(Recorded data)
• • • •

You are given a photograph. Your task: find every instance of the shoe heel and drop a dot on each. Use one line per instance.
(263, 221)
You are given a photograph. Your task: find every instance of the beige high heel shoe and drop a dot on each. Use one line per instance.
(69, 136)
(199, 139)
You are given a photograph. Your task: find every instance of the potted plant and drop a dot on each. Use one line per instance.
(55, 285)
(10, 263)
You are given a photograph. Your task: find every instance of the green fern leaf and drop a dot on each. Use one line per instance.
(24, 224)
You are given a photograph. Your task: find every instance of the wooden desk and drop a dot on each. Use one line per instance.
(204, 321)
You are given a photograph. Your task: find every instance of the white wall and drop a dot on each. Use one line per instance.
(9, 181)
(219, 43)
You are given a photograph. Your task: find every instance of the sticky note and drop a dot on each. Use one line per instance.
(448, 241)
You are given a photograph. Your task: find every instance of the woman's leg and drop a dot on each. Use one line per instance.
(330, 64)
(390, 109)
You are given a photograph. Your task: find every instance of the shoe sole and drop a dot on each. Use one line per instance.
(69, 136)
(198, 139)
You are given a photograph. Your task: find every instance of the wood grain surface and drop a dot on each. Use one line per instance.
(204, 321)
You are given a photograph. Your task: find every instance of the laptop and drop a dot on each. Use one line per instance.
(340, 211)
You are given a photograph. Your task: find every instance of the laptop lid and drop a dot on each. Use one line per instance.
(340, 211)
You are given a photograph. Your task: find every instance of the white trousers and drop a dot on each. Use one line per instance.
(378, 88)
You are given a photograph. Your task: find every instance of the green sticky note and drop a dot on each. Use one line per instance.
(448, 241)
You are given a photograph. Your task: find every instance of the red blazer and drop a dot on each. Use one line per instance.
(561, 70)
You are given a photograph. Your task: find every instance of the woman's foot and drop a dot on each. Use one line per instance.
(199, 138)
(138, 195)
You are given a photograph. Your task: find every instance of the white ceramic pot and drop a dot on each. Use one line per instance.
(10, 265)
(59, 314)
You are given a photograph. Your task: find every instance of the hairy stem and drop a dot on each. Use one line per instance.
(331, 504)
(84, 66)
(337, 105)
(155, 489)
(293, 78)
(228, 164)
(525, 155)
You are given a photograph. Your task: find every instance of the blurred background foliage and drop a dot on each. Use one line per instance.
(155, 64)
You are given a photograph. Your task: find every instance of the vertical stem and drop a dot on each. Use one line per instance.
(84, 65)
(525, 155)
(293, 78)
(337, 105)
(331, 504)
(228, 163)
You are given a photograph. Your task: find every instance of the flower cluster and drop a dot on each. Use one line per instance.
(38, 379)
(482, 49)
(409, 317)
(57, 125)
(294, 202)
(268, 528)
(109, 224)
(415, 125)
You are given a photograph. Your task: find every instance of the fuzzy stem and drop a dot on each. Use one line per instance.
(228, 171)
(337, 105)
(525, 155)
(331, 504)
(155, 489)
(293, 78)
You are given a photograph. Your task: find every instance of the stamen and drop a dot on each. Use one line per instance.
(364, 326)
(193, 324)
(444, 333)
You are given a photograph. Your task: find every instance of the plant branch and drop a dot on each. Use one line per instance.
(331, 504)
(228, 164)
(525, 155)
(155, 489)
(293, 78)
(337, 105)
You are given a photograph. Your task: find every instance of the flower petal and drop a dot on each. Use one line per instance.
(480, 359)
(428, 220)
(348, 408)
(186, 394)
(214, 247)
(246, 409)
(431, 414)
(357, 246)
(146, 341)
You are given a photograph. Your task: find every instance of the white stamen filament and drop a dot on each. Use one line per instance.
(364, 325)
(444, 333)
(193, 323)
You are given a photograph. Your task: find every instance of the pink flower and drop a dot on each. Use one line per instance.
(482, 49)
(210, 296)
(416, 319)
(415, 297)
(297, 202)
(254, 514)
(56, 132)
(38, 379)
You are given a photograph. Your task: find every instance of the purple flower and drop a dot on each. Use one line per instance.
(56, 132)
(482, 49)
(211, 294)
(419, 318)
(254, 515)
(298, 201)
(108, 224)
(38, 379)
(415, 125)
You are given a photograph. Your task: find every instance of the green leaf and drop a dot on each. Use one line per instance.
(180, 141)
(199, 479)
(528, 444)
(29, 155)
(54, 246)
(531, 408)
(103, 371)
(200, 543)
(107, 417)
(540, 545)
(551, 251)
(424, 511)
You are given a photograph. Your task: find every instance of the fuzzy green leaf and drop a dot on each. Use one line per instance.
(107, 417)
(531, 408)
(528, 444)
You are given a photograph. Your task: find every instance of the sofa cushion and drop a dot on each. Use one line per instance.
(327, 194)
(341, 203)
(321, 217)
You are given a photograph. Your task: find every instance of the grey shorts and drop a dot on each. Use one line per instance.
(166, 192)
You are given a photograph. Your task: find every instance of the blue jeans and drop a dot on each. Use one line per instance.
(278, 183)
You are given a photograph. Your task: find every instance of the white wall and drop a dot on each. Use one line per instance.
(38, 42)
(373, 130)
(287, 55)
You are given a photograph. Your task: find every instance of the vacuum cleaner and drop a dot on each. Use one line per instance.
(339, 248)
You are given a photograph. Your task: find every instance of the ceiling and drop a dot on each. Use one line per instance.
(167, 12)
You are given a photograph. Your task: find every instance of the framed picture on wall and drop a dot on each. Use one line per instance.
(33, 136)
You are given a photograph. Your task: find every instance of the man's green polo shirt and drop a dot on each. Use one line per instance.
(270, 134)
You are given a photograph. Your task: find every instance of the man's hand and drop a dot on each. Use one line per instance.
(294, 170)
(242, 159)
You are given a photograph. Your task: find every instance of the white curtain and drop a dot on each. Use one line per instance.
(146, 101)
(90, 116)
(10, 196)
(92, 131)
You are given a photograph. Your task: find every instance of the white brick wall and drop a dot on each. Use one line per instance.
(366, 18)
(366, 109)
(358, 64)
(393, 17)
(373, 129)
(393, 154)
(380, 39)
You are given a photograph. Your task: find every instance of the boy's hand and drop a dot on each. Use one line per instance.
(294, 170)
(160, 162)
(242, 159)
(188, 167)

• • • •

Exercise goal :: Print all of the data exactly as it stands above.

Answer to the problem ::
You are given a photograph. Your task: find every instance of the shoe heel and drop a dot on each. Use one line per instance.
(263, 221)
You are given a photograph. Your task: find every instance of the beige high heel shoe and drop a dot on each. Use one line per instance.
(69, 136)
(199, 139)
You are given a photograph. Your task: find every instance of the potted plant and drop a dot on each. Use one line per instance.
(55, 285)
(10, 263)
You are given a photograph. Your task: find every instance of the green fern leaf and drop a dot on each. Use one line per instance.
(24, 224)
You are given a photograph. Your task: find every instance of the wooden desk and drop a dot on each. Use one line per instance.
(204, 321)
You are given a photograph. Your task: find every instance of the white wall and drop a dot on each. Use one line per instance.
(9, 181)
(219, 43)
You are given a photograph. Your task: find every instance of the sticky note and drop a dot on each. Use one line per instance.
(448, 241)
You are given a photograph. Your task: find every instance of the woman's leg and drop a dot on each. Use one line per instance.
(330, 64)
(390, 109)
You are given a photograph. Your task: find every instance of the shoe sole and drop a dot on each. Use one line per instance.
(69, 136)
(198, 139)
You are given a photograph. Your task: find every instance of the wood grain surface and drop a dot on each. Use one line per instance.
(204, 321)
You are given a photograph. Your task: find every instance of the laptop and drop a dot on each. Use one line per instance.
(340, 211)
You are given a photograph. Your task: find every instance of the laptop lid and drop a dot on each. Use one line per instance.
(340, 211)
You are given a photograph. Your task: find every instance of the white trousers and drop a dot on each. Use one line per instance.
(378, 88)
You are given a photograph. Your task: find every instance of the green sticky note and drop a dot on each. Use one line per instance.
(448, 241)
You are given a photograph. Your task: find every instance of the red blazer and drop a dot on each. Use one line per instance.
(561, 70)
You are given a photograph. Your task: find every instance of the woman's foot and drop a dot on each. Use one line per instance.
(199, 138)
(138, 195)
You are given a photograph. Your task: find every instance of the white ceramic pot and drop a dot on each. Use one line per instance.
(10, 265)
(59, 314)
You are given a photograph. Your task: find every instance of the hairy stem and drop a dot on each. Use one line per instance.
(331, 504)
(84, 66)
(337, 105)
(155, 489)
(293, 78)
(228, 164)
(525, 155)
You are given a photograph. Your task: find every instance of the blurred background foliage and drop a dot on each. Use one line per instance.
(155, 64)
You are given a photograph. Your task: find every instance of the vertical stem and drop a dot on each. Use one line per instance.
(84, 65)
(525, 155)
(293, 78)
(337, 105)
(331, 504)
(228, 163)
You are given a photograph. Your task: find every instance of the flower cluster and drop a dot on each. Use one line per instance.
(38, 379)
(482, 49)
(409, 317)
(57, 125)
(294, 202)
(268, 528)
(109, 224)
(415, 125)
You are given a photograph. Your task: find every instance of the fuzzy stem and drop a dot on each. Use one line per instance.
(228, 171)
(337, 105)
(525, 155)
(331, 504)
(155, 489)
(293, 78)
You are given a photograph. Your task: find every instance of the stamen and drop a dot on each. Use one line per instance.
(364, 326)
(193, 324)
(444, 333)
You are given a photograph. Your task: find every instance of the plant branch and drop a dot on each. Use one line per instance.
(331, 504)
(228, 164)
(525, 155)
(155, 489)
(293, 78)
(337, 105)
You are given a photograph. Your task: find every instance of the flower petal and drop a dot on each. Use one line per instance.
(480, 359)
(428, 220)
(348, 408)
(186, 394)
(214, 247)
(246, 409)
(431, 414)
(357, 246)
(146, 341)
You are given a photograph. Your task: find every instance of the white stamen filament and drop a dot on each. Use one line per instance.
(364, 325)
(444, 333)
(193, 323)
You are given a photograph. Your task: find every instance of the pink flower and drop a dot on each. Use one line per instance.
(482, 49)
(210, 296)
(416, 319)
(415, 297)
(297, 202)
(254, 514)
(56, 132)
(38, 379)
You are given a photograph. Your task: find every instance of the purple flower and drop a dot on each. Use one line per instance.
(56, 132)
(482, 49)
(211, 294)
(419, 318)
(254, 515)
(298, 201)
(108, 224)
(38, 379)
(415, 125)
You are given a photograph. Your task: find every instance of the green leaf and drop a dot on each. Use one line per instance.
(180, 141)
(199, 479)
(528, 444)
(29, 155)
(54, 246)
(531, 408)
(103, 371)
(200, 543)
(107, 417)
(540, 545)
(551, 251)
(424, 511)
You are given a photograph. Your task: find every instance of the fuzzy green leaf and drop a dot on each. Use one line per instance.
(107, 417)
(531, 408)
(528, 444)
You are given a photograph. Your task: find every instance of the sofa cushion and drop a dot on each. Use one line per instance.
(327, 194)
(341, 203)
(321, 217)
You are given a photograph. Your task: find every instance of the grey shorts and drop a dot on each. Use one line per instance.
(166, 192)
You are given a photograph. Your task: find every instance of the blue jeans and drop a dot on each. Use one line per instance.
(278, 183)
You are given a photograph. Your task: find every instance of the white wall and drop a dot on each. Use one line per instance.
(38, 42)
(373, 130)
(287, 55)
You are given a photograph. Your task: find every instance of the vacuum cleaner and drop a dot on each. Use one line per instance.
(339, 248)
You are given a photograph. Your task: find every instance of the ceiling and drop a dot on each. Use one line per instance.
(167, 12)
You are given a photograph. Your task: find every instance of the framed picture on wall and drop a dot on each. Use one line per instance.
(33, 136)
You are given a photograph. Your task: find every instance of the man's green polo shirt and drop a dot on each. Use one line per instance.
(270, 134)
You are given a photograph. Your task: find every instance of the man's hand and drop a dot on each. Use one line per instance.
(294, 170)
(242, 159)
You are given a photograph. Your task: find every instance of the white curtain and drop a dot on each. Use one line per instance.
(146, 101)
(90, 116)
(10, 196)
(92, 131)
You are given a photograph. Your task: find every instance of the white brick wall and drop a dot on each. Use one line per instance.
(366, 18)
(366, 109)
(358, 64)
(393, 17)
(373, 129)
(393, 154)
(380, 39)
You are given a photograph. Your task: find every instance of the boy's hand and drop a dot on each. Use one line per instance.
(294, 170)
(160, 162)
(242, 159)
(188, 167)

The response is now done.